▸ Directions for this task: Please repeat the material word for word, starting with its first line and going on through the line that contains "117 36 L 74", with both of those lines included.

▸ Records shown:
################

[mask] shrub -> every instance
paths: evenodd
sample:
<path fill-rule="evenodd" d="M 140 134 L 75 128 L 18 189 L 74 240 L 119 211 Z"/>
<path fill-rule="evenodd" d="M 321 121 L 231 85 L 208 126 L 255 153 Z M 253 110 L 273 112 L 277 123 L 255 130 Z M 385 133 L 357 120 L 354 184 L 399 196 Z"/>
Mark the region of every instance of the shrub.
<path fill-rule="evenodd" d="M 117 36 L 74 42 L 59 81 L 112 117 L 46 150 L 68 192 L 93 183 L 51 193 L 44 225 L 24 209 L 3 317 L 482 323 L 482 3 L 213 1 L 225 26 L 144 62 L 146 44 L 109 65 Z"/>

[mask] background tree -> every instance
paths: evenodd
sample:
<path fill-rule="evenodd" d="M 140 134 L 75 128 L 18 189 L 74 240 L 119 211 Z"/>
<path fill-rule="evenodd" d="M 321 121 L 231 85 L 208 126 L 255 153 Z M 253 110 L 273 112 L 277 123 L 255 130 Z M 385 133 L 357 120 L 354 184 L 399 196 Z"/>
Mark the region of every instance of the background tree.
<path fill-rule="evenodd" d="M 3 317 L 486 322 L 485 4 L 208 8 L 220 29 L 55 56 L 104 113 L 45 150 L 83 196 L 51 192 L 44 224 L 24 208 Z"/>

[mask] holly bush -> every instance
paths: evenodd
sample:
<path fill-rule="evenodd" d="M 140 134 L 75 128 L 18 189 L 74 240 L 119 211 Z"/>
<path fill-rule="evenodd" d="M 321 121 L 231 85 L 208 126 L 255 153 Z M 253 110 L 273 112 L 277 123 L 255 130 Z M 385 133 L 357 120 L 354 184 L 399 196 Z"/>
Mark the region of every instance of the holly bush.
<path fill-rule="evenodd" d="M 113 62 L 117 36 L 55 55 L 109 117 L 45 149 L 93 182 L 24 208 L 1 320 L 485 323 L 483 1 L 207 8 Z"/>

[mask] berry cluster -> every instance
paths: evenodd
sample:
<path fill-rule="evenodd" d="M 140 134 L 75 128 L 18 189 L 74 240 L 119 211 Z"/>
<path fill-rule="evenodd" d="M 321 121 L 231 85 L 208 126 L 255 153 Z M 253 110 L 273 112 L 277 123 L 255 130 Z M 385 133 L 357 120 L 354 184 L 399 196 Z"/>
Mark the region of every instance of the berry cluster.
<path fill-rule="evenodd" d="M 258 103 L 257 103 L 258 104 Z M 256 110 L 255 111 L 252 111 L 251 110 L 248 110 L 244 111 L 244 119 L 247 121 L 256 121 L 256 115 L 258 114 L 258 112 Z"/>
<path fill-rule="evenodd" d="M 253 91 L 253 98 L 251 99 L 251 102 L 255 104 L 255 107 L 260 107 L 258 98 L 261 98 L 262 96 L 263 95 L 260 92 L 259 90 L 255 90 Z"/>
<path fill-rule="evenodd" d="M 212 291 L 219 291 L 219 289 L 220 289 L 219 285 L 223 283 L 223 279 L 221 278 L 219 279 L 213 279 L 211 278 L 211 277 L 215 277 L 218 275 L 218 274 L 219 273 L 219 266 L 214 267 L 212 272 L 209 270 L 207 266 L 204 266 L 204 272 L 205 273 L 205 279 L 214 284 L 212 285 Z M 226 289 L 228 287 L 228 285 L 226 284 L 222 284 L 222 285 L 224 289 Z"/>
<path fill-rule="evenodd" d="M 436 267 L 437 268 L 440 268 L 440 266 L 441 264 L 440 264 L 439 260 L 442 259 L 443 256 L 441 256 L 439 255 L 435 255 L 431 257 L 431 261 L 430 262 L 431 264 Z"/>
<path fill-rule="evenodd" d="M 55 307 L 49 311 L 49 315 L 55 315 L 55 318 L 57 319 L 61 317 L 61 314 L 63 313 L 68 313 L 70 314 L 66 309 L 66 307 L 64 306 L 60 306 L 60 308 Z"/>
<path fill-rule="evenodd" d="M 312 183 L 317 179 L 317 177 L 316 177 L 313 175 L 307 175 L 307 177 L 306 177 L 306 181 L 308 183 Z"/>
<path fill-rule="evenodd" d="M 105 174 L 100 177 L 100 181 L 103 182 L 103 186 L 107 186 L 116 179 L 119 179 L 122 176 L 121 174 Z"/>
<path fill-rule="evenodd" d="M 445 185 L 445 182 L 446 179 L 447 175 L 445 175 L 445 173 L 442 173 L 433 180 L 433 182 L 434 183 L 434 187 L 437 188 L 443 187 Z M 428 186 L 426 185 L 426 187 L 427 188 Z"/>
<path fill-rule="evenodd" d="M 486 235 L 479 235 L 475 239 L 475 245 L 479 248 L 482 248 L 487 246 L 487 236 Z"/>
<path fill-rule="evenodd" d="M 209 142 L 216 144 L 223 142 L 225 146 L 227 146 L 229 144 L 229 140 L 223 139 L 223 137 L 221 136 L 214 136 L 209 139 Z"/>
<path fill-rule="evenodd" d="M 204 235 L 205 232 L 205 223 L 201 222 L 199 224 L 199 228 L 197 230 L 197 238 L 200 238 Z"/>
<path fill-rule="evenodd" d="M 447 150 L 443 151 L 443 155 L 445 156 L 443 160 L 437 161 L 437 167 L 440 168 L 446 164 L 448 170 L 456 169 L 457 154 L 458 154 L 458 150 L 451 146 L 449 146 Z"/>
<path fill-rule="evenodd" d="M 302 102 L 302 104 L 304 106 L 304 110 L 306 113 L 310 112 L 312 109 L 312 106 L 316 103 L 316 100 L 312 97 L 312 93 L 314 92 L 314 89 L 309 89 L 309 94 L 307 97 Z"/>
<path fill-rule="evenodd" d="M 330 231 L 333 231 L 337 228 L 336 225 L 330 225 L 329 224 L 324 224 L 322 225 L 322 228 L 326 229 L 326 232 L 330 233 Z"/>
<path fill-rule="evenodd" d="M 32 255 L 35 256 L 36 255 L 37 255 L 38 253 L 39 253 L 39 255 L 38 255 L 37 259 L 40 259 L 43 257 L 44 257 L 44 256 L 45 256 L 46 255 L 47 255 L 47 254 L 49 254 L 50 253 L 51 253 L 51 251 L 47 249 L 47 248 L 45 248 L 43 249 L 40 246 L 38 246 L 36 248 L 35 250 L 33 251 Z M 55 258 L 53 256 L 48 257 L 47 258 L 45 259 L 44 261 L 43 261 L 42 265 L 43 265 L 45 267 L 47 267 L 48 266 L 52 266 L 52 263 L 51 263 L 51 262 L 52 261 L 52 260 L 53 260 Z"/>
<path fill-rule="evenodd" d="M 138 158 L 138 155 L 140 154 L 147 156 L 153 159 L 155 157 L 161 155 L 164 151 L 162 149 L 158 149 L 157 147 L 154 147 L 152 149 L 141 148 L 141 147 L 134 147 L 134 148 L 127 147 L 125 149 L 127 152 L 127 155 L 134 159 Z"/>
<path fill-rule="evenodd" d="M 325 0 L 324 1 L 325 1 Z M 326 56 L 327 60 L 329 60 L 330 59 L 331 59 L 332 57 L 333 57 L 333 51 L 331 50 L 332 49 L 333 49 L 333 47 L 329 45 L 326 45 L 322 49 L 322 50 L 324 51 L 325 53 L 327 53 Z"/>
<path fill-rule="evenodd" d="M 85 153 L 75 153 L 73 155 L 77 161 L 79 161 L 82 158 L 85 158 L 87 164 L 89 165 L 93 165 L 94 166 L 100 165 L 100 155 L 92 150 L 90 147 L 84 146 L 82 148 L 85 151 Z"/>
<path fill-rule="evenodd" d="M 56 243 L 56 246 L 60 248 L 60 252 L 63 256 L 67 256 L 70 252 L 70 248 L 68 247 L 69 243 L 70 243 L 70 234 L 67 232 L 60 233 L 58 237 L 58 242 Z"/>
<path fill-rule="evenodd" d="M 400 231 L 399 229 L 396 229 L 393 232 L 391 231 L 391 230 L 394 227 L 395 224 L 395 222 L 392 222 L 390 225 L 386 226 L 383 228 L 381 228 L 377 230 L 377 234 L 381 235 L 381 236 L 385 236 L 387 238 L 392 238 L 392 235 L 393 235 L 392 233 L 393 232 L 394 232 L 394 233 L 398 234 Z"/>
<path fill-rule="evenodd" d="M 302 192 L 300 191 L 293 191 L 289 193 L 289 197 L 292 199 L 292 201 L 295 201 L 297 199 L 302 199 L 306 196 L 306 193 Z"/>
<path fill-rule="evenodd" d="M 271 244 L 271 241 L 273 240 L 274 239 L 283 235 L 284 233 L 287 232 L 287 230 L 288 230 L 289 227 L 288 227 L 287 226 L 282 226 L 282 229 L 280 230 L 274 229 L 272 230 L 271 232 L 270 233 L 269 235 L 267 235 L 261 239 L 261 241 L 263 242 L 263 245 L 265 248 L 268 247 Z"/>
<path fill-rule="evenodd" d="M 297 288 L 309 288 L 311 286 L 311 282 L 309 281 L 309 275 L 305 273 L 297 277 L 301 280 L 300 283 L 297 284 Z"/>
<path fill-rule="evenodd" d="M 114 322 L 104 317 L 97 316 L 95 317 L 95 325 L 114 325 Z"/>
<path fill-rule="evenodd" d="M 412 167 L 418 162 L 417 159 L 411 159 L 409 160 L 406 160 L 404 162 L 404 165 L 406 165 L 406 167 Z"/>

################

▸ Final result:
[mask] shrub -> every instance
paths: evenodd
sample:
<path fill-rule="evenodd" d="M 140 134 L 75 128 L 18 189 L 74 240 L 119 211 Z"/>
<path fill-rule="evenodd" d="M 321 121 L 231 85 L 208 126 L 255 153 Z M 253 110 L 273 112 L 277 123 L 255 130 Z M 385 133 L 357 120 L 354 184 L 399 196 Z"/>
Mark the region of every instance of the shrub.
<path fill-rule="evenodd" d="M 117 36 L 74 42 L 59 81 L 112 117 L 46 150 L 68 192 L 93 183 L 51 193 L 44 225 L 24 209 L 3 317 L 482 323 L 482 3 L 213 1 L 225 26 L 144 62 L 146 44 L 109 65 Z"/>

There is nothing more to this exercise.